==== TEXT

The invention relates to a solar tracking sensor, especially a solar tracking sensor based on optical fibers.
With the continuous consumption of fossil energy, the development of renewable energy sources has become increasingly urgent. Among all renewable energy sources, solar energy has become one of the important energy sources because of its large quantity, clean and pollution-free characteristics. However, the solar energy also has the disadvantages of uneven distribution and intensity, which increase the difficult of the development and utilization of the solar energy.
Researchers have conducted in-depth and extensive solar energy research, and solar energy products such as water heaters, solar photovoltaic power generation equipment have been successfully put into application, which saves energy and has brought great convenience to human life. However, these are all fixed position solar products. Compared with the moving sun of the earth, the energy used is very little. So there is a lot of research upsurge on real-time tracking of the sun. It has been shown that there is a 37.7% difference in the rate of solar acquisition between fixed solar equipment and solar tracking equipment. Therefore, the development and research of solar tracking equipment is of great significance. The most commonly used sensors for sun tracking are photoelectric sensors, the typical configurations of which are baffle, pyramid and cylinder configurations. The accuracy of the first two is low and the stability is poor. Although cylinder configuration shows improvement on accuracy, the tracking range is limited. Researchers have also proposed the combination of the optical fiber and photoelectric sensor to improve tracking performance. For example, Chinese patent entitled ‘Sun sensor and measuring method thereof (No. 200910264755)’ presents the technique of guiding solar rays from four directions using optical fibers to photoelectric sensors. The scheme is based on the cosine relation of sunlight angle and the incoming energy to optical fibers, and it is difficult to avoid the influence of stray light and other interference on the results. In addition, the solar light collection ability of a single optical fiber is limited, and owing to the limits of the numerical aperture, GPS should be applied to assist in positioning, the control system is complex, and the cost would be high.
The commonly used high accuracy tracking method is two-step tracking, which is composed of fine-positioning and coarse-positioning. Generally, the two steps are independent of each other, and usually need to collect at least eight channels of signals, use time tracking module or GPS global positioning, etc. Such tracking systems are generally complicated, and the cost is high.
The present invention provides a solar tracking sensor based on optical fibers, the technique combines the fine-positioning and coarse-positioning modules, which can expand the tracking scope, increase tracking precision of the sensor, and reduce the cost of system.

========
==== EXCERPTED DATA

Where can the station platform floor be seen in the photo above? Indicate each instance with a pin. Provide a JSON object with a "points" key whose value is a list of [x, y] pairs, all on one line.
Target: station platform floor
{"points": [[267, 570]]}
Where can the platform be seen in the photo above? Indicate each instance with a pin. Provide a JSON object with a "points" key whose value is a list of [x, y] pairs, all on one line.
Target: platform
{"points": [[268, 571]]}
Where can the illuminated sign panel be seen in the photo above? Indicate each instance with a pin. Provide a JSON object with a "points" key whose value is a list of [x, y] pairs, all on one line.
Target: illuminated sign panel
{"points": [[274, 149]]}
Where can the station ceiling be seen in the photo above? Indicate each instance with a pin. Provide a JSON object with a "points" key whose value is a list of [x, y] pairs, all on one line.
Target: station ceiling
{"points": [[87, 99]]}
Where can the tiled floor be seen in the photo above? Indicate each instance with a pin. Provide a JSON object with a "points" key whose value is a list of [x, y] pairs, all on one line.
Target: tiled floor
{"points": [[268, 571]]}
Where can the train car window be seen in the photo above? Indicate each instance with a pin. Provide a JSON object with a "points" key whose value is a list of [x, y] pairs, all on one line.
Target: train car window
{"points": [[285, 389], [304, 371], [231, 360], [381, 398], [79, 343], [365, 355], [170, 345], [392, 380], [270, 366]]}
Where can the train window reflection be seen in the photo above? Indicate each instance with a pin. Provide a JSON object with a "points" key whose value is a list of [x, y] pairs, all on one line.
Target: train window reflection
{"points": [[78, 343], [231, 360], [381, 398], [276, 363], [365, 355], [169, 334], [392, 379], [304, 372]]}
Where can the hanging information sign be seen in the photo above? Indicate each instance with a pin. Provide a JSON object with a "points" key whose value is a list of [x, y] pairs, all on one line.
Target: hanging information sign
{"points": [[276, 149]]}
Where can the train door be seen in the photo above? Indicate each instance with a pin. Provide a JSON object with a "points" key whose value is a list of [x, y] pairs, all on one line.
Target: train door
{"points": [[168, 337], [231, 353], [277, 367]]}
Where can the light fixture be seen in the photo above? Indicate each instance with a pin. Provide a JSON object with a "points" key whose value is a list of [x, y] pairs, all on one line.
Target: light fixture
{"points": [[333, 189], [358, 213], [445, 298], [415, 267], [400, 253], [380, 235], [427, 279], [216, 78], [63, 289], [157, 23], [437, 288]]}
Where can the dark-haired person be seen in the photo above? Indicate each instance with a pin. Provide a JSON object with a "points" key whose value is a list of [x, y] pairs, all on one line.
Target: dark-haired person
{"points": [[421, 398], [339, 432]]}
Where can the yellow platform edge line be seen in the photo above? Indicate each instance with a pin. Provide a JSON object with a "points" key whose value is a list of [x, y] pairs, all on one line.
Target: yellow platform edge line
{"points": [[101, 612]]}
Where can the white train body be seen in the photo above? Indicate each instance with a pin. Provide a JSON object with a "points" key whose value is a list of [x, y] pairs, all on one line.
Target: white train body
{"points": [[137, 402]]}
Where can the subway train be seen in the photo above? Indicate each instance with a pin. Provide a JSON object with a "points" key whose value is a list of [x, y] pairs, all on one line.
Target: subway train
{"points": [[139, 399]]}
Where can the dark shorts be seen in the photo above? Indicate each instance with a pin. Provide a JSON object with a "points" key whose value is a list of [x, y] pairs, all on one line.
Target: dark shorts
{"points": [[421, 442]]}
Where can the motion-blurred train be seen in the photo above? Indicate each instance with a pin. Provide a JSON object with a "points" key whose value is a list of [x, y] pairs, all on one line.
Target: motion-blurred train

========

* [OBJECTIVE]
From the solar tracking text, extract the passage from "The present invention" to "cost of system.", word for word.

* [CORRECT ANSWER]
The present invention provides a solar tracking sensor based on optical fibers, the technique combines the fine-positioning and coarse-positioning modules, which can expand the tracking scope, increase tracking precision of the sensor, and reduce the cost of system.